- WHAT TO DO
Rewrite every one of the lines below so that "What to return" is renamed to "Expected output", leaving everything else as it is.

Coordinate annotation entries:
== == ==

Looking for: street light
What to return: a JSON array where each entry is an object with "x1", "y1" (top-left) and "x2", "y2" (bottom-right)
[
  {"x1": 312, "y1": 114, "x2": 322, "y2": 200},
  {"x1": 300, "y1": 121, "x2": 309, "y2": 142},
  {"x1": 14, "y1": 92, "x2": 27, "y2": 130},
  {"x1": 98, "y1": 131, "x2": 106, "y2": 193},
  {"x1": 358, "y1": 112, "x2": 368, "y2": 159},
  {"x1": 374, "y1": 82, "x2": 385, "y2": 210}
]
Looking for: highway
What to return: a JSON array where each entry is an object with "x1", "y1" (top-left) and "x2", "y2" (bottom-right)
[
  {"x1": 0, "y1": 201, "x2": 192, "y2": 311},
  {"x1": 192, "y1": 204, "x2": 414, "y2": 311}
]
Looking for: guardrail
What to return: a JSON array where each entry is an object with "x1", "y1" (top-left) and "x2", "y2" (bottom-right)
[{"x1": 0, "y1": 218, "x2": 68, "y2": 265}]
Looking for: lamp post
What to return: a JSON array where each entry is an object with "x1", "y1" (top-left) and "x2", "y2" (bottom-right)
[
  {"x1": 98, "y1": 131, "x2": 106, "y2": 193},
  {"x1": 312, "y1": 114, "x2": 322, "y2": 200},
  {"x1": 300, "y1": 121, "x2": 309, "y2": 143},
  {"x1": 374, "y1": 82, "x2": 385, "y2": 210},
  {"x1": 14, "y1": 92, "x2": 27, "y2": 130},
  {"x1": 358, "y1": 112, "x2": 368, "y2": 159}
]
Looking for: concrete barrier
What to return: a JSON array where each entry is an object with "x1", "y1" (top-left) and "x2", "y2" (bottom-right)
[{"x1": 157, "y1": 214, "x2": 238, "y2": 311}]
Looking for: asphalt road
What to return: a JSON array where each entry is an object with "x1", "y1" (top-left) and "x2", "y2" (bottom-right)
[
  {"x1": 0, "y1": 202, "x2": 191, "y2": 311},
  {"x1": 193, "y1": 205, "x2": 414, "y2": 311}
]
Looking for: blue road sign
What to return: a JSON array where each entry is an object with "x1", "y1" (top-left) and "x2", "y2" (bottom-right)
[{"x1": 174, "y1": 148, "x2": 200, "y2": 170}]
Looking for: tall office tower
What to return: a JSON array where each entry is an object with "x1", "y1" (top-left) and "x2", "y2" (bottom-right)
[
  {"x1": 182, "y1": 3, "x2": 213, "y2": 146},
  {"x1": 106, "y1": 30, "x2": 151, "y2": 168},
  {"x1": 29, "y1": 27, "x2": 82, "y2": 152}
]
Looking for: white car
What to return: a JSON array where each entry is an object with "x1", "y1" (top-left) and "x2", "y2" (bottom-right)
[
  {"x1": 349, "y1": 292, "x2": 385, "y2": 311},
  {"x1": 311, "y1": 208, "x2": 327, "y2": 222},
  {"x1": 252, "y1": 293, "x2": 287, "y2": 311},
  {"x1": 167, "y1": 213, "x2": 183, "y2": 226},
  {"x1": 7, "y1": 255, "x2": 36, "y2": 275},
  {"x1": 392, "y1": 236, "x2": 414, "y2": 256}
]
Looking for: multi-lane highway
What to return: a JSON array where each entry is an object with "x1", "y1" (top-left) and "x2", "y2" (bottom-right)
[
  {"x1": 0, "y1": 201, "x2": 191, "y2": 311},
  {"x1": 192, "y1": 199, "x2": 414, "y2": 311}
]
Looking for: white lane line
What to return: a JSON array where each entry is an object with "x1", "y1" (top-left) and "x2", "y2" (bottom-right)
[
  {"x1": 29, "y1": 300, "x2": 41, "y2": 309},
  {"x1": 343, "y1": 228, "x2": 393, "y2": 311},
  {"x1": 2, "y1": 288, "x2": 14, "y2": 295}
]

== == ==

- COMPLETED TASK
Looking for: street light
Expected output: a JSON array where each entry is an object with "x1", "y1" (top-left) and "x2", "y2" (bottom-right)
[
  {"x1": 312, "y1": 114, "x2": 322, "y2": 200},
  {"x1": 300, "y1": 121, "x2": 309, "y2": 142},
  {"x1": 14, "y1": 92, "x2": 27, "y2": 130},
  {"x1": 98, "y1": 131, "x2": 106, "y2": 193},
  {"x1": 358, "y1": 112, "x2": 368, "y2": 159},
  {"x1": 374, "y1": 82, "x2": 385, "y2": 210}
]
Looking for: highway
Expected output: a JSON array where each entry is an object with "x1", "y1" (top-left) and "x2", "y2" (bottom-right)
[
  {"x1": 0, "y1": 201, "x2": 192, "y2": 311},
  {"x1": 192, "y1": 204, "x2": 414, "y2": 311}
]
Looking for: guardrail
Expected output: a JSON array where each entry is an object with "x1", "y1" (top-left) and "x2", "y2" (bottom-right)
[{"x1": 0, "y1": 218, "x2": 68, "y2": 265}]
Looking for: lamp post
Expected output: a JSON array where each entry is an object with "x1", "y1" (top-left) and "x2", "y2" (bottom-right)
[
  {"x1": 98, "y1": 131, "x2": 106, "y2": 193},
  {"x1": 312, "y1": 114, "x2": 322, "y2": 200},
  {"x1": 300, "y1": 121, "x2": 309, "y2": 143},
  {"x1": 374, "y1": 82, "x2": 385, "y2": 210},
  {"x1": 14, "y1": 92, "x2": 27, "y2": 130},
  {"x1": 358, "y1": 112, "x2": 368, "y2": 159}
]
Looking for: concrete barrier
Expected output: a JSON array where each entry is an object with "x1", "y1" (top-left) and "x2", "y2" (bottom-right)
[{"x1": 157, "y1": 214, "x2": 238, "y2": 311}]
Looking for: asphalt road
Expected output: a JSON array where each entry is an object with "x1", "y1" (top-left) and "x2", "y2" (bottom-right)
[
  {"x1": 0, "y1": 202, "x2": 191, "y2": 311},
  {"x1": 193, "y1": 205, "x2": 414, "y2": 311}
]
Looking for: blue road sign
Expected output: a JSON array where each entry is an object with "x1", "y1" (top-left) and "x2", "y2" (bottom-right)
[{"x1": 174, "y1": 148, "x2": 200, "y2": 170}]
Looking for: tall office tower
Expected output: a JSON array where each entry is an object with "x1", "y1" (top-left) and "x2", "y2" (bottom-right)
[
  {"x1": 182, "y1": 3, "x2": 213, "y2": 146},
  {"x1": 106, "y1": 30, "x2": 151, "y2": 168},
  {"x1": 29, "y1": 27, "x2": 82, "y2": 152}
]
Looking for: white car
Expected output: a JSON array where each entry is an object with "x1", "y1" (top-left) and "x2", "y2" (bottom-right)
[
  {"x1": 349, "y1": 292, "x2": 385, "y2": 311},
  {"x1": 311, "y1": 208, "x2": 327, "y2": 222},
  {"x1": 252, "y1": 293, "x2": 287, "y2": 311},
  {"x1": 167, "y1": 213, "x2": 183, "y2": 226},
  {"x1": 7, "y1": 255, "x2": 36, "y2": 275},
  {"x1": 392, "y1": 236, "x2": 414, "y2": 256}
]
Looking for: multi-lane highway
Expected output: a JSON array where each entry is an object with "x1", "y1" (top-left) and "x2", "y2" (bottom-right)
[
  {"x1": 0, "y1": 201, "x2": 191, "y2": 311},
  {"x1": 192, "y1": 199, "x2": 414, "y2": 311}
]
Looking for: white lane line
Expected output: a JSON array where each entry is an object with "x1", "y1" (top-left) and "x2", "y2" (bottom-right)
[
  {"x1": 29, "y1": 300, "x2": 41, "y2": 309},
  {"x1": 343, "y1": 228, "x2": 393, "y2": 311},
  {"x1": 2, "y1": 288, "x2": 14, "y2": 295}
]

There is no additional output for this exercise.